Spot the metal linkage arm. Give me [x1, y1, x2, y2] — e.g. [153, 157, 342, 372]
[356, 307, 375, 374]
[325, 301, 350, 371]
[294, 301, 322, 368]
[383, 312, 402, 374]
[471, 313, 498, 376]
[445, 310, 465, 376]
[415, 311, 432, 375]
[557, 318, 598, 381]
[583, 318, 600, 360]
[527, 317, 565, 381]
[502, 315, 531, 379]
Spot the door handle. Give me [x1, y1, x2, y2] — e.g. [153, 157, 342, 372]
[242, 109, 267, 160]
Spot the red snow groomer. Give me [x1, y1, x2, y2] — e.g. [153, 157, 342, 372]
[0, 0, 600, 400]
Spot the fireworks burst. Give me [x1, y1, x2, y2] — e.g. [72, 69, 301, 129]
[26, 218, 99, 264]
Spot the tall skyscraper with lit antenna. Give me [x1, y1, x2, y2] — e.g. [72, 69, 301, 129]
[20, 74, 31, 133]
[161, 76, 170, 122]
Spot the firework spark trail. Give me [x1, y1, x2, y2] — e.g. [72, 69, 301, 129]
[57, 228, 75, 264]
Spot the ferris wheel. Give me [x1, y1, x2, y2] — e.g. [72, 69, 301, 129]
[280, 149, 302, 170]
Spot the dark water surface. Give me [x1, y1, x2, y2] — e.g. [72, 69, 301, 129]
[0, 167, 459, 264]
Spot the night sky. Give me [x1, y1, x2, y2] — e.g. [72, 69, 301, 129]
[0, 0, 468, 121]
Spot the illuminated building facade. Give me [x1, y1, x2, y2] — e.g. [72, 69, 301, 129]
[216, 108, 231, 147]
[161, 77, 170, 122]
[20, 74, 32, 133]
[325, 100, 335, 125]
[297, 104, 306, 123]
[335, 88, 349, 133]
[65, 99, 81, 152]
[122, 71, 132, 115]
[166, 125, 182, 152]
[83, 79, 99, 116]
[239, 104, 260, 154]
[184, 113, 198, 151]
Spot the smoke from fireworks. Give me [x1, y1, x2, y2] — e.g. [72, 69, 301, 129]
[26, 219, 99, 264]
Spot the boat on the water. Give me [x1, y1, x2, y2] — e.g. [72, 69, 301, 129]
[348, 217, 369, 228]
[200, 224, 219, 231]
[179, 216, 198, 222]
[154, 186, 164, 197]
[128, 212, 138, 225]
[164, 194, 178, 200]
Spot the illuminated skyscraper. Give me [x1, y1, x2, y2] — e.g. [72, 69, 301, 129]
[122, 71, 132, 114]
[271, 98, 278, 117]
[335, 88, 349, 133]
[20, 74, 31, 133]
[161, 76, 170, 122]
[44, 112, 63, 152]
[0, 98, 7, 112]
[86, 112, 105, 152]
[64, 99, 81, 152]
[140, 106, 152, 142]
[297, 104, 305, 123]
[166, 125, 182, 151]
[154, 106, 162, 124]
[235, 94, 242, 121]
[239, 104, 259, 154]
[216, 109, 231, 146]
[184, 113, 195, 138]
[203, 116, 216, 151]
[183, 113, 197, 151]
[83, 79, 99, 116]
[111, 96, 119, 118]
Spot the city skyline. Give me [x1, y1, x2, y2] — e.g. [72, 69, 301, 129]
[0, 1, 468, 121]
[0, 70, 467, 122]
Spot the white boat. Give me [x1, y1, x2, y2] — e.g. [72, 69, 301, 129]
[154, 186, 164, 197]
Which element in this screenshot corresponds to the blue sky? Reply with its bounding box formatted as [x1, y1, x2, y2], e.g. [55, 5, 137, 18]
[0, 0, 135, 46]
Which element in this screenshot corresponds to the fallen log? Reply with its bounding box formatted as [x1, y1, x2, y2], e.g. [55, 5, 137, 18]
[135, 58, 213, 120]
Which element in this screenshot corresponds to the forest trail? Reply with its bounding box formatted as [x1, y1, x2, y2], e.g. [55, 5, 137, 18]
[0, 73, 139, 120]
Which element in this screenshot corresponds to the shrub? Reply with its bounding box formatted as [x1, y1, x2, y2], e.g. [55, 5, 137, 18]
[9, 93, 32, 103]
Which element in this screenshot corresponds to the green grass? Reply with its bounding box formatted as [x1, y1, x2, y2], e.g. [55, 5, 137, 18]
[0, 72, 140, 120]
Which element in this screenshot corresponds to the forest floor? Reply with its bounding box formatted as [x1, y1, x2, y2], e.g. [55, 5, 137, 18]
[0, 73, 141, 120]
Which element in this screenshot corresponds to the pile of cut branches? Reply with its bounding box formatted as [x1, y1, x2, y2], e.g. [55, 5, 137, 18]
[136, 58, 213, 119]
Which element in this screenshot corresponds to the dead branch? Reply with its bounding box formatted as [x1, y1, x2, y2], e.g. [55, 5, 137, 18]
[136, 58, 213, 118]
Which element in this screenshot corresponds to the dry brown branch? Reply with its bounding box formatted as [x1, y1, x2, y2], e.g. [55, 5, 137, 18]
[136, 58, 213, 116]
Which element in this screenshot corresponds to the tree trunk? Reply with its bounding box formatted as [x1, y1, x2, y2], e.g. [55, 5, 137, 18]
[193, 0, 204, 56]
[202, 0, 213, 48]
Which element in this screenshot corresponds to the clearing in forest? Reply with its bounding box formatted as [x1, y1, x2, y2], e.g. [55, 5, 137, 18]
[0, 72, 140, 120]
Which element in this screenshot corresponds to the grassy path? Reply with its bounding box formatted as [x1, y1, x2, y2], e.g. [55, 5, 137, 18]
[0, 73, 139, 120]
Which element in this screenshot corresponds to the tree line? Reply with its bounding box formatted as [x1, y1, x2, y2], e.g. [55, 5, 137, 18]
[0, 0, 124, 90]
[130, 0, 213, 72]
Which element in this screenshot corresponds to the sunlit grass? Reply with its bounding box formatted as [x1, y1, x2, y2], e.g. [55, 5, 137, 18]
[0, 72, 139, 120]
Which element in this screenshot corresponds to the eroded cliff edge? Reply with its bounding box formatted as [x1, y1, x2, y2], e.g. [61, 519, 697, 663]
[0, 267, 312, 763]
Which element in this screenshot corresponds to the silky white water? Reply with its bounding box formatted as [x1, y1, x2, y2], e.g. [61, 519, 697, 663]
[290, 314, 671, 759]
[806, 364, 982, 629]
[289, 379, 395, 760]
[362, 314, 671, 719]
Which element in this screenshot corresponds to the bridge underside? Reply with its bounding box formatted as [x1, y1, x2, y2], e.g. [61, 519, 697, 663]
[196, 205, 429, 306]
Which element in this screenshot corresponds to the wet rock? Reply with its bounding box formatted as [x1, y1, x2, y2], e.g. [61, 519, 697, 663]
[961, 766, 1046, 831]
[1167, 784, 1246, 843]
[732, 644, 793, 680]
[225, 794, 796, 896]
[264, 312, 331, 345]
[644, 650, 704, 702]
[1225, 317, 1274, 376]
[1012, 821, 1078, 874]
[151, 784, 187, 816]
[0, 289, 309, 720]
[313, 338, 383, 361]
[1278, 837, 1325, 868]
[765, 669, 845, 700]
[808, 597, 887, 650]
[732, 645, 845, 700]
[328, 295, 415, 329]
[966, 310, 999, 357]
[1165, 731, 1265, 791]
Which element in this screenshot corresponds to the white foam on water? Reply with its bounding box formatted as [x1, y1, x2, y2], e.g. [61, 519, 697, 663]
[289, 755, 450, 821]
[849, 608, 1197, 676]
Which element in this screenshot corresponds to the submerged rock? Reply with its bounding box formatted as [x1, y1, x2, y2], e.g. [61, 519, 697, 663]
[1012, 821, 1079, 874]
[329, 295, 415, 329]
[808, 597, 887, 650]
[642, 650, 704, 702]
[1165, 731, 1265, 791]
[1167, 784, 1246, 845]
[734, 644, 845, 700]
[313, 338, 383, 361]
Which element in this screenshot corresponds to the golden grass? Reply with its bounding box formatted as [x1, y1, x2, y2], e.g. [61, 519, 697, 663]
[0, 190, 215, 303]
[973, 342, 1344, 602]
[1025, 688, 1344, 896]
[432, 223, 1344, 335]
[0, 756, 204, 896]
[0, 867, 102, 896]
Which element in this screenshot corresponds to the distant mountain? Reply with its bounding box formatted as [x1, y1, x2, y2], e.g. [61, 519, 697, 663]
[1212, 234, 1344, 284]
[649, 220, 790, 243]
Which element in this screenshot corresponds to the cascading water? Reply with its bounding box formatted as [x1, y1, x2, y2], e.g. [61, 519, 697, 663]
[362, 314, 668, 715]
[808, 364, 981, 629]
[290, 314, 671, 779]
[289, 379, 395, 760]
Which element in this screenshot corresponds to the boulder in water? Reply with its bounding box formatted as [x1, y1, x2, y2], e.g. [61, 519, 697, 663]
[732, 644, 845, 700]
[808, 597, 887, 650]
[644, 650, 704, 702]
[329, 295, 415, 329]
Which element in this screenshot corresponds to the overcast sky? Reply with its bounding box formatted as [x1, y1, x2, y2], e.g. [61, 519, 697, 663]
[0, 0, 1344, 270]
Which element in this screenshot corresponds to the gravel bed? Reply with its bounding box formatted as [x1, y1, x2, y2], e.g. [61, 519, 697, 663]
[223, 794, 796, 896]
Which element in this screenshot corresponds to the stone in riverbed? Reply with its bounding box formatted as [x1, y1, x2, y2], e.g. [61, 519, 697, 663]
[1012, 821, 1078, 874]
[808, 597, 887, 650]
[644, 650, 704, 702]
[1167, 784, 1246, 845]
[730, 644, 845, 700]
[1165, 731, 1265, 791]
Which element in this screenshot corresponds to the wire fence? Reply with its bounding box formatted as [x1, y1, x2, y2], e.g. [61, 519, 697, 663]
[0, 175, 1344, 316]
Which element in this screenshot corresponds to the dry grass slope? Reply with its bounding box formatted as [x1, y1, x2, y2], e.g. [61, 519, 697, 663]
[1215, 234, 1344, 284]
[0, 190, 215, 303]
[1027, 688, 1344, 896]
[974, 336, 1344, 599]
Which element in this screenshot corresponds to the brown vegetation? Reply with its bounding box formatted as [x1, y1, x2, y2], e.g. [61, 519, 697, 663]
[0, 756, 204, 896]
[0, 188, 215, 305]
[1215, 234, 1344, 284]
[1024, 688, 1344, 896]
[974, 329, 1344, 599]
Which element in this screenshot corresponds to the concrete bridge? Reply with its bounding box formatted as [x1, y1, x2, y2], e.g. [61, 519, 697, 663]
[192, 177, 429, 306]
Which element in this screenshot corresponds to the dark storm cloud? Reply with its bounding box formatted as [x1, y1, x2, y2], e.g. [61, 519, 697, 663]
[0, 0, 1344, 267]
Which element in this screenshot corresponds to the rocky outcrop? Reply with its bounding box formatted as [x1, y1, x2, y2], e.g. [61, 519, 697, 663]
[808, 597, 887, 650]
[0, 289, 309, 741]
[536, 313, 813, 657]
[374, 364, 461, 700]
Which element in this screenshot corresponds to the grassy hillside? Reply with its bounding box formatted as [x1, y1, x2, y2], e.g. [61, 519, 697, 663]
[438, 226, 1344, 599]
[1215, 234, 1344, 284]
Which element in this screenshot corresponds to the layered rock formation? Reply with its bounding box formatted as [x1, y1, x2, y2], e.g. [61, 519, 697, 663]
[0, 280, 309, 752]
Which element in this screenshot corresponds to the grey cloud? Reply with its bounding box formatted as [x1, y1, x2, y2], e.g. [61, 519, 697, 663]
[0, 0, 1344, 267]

....

THE PROBLEM: Please convert the data above, from the line containing "the grassy hillside?" through the last line, into a JSON list of strings with one string per line and blank lines omitted.

COMPLETE OUTPUT:
[
  "Which element in this screenshot corresponds to the grassy hillside? Reply with its bounding box formatted as [x1, y1, x2, y2], e.g. [61, 519, 697, 663]",
  "[438, 226, 1344, 599]",
  "[1215, 234, 1344, 284]",
  "Which element in this screenshot corresponds to the layered rock formation? Reply with its bounding box formatted as [x1, y1, x2, y2], e.g. [61, 519, 697, 663]",
  "[0, 280, 309, 752]",
  "Which element in this screenshot corresponds to the grey cloud? Reply with its bounding box formatted as [x1, y1, x2, y2], e.g. [61, 519, 697, 663]",
  "[0, 0, 1344, 267]"
]